— DOEL VAN DE OPDRACHT —
Druk de tekst over de hitlijsten uit het paginafragment hieronder volledig en woord voor woord af.

Het is wonderlijk hoe de mens zich ontwikkelt in de loop van het leven. Ik weet nog hoe ik als tiener precies wist wie er in de Top 40 op nummer één stond. En dat ik vurig hoopte dat de nummer twee volgende week aan de top zou staan.
Dat soort overdenkingen waren geen ijdele spielerei, het was belangrijk. Ik vond het belachelijk dat “oude mensen” van dertig of zo geen idee hadden wie de hoogste stijger was deze week. En ik zwoer dat ik anders zou zijn: als ik groot was, bleef ik wél op de hoogte van de hitlijsten.
Welnu, ik ben 42 en ik weet al jaaaren niet meer wie er op één staat. En helaas, toegegeven, ik vind dat ook niet meer belangrijk. Kennelijk zijn er dus strata in je leven (in dit geval: je tienertijd) waar je doorheen beweegt en waar je je mee verbonden voelt, maar die je ook weer ongemerkt verlaat. Maar het stratum zelf blijft bestaan, ook als jij er geen deel meer van uitmaakt.
Vorige week stond ik al even stil bij de taal die kinderen bezigen in hun spel. Het is een taal waar je als volwassene soms niets van snapt. Maar ooit heb ook jij, Brutus, die taal gesproken – of in ieder geval: de versie van die taal die in jouw kindertijd courant was.

— GEGEVEN RIJEN —
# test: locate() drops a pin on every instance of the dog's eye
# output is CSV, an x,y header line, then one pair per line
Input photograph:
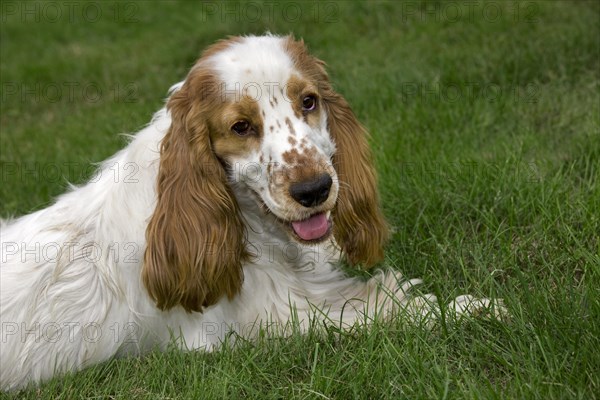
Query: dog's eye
x,y
309,103
242,128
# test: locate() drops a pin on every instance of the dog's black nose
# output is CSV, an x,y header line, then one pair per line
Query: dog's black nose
x,y
311,193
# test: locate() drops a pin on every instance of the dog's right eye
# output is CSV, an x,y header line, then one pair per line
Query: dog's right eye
x,y
242,128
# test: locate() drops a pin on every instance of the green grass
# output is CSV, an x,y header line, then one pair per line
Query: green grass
x,y
486,135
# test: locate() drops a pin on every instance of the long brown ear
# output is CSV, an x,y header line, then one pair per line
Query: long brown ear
x,y
195,238
359,226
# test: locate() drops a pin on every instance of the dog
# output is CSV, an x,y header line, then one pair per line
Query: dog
x,y
245,193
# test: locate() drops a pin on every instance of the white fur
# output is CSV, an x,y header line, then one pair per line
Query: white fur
x,y
71,293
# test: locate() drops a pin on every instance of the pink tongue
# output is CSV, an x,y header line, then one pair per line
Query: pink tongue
x,y
312,228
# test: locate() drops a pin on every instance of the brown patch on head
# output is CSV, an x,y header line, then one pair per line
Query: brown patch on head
x,y
359,226
221,45
303,165
290,126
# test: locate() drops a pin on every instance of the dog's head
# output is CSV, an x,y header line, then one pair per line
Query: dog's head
x,y
259,112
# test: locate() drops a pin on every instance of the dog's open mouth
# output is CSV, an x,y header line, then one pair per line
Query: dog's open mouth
x,y
313,229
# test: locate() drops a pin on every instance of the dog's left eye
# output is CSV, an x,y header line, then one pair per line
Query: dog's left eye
x,y
309,103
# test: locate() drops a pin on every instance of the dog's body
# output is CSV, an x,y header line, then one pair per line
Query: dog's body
x,y
168,241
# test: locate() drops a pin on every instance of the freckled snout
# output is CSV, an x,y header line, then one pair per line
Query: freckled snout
x,y
311,193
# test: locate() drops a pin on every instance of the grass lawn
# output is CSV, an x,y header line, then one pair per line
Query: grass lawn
x,y
485,122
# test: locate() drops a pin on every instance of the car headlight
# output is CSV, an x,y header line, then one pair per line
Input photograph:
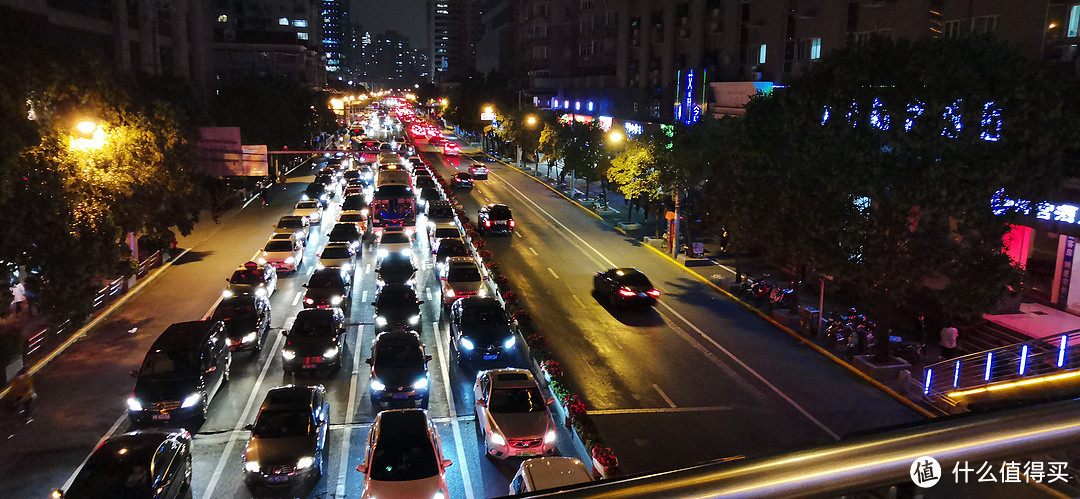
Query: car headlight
x,y
191,400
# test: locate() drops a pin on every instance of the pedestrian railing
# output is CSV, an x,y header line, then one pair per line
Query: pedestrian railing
x,y
1028,369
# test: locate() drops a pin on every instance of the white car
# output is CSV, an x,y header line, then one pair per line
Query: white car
x,y
311,210
512,415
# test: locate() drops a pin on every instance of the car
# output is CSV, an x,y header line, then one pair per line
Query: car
x,y
399,369
180,374
460,278
461,180
447,247
512,415
341,255
478,172
328,286
252,279
311,210
393,240
625,286
146,463
395,269
315,340
549,472
293,225
481,331
287,445
284,255
403,457
441,230
495,217
396,308
347,232
246,321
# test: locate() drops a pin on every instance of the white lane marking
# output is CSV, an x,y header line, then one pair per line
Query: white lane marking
x,y
443,354
350,412
756,375
240,422
661,410
664,395
701,333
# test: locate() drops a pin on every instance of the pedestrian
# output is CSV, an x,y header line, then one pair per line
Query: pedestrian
x,y
949,335
17,297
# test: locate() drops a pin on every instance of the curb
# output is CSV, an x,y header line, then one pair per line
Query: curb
x,y
802,339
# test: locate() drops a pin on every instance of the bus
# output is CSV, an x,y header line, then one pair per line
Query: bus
x,y
393,206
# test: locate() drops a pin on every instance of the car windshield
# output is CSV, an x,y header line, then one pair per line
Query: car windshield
x,y
105,474
462,272
279,245
336,252
282,423
169,364
312,325
399,355
246,277
515,400
483,314
403,460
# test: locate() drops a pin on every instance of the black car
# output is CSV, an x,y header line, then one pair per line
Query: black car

— OPLOSSING —
Het is wonderlijk hoe de mens zich ontwikkelt in de loop van het leven. Ik weet nog hoe ik als tiener precies wist wie er in de Top 40 op nummer één stond. En dat ik vurig hoopte dat de nummer twee volgende week aan de top zou staan.
Dat soort overdenkingen waren geen ijdele spielerei, het was belangrijk. Ik vond het belachelijk dat “oude mensen” van dertig of zo geen idee hadden wie de hoogste stijger was deze week. En ik zwoer dat ik anders zou zijn: als ik groot was, bleef ik wél op de hoogte van de hitlijsten.
Welnu, ik ben 42 en ik weet al jaaaren niet meer wie er op één staat. En helaas, toegegeven, ik vind dat ook niet meer belangrijk. Kennelijk zijn er dus strata in je leven (in dit geval: je tienertijd) waar je doorheen beweegt en waar je je mee verbonden voelt, maar die je ook weer ongemerkt verlaat. Maar het stratum zelf blijft bestaan, ook als jij er geen deel meer van uitmaakt.
Vorige week stond ik al even stil bij de taal die kinderen bezigen in hun spel. Het is een taal waar je als volwassene soms niets van snapt. Maar ooit heb ook jij, Brutus, die taal gesproken – of in ieder geval: de versie van die taal die in jouw kindertijd courant was.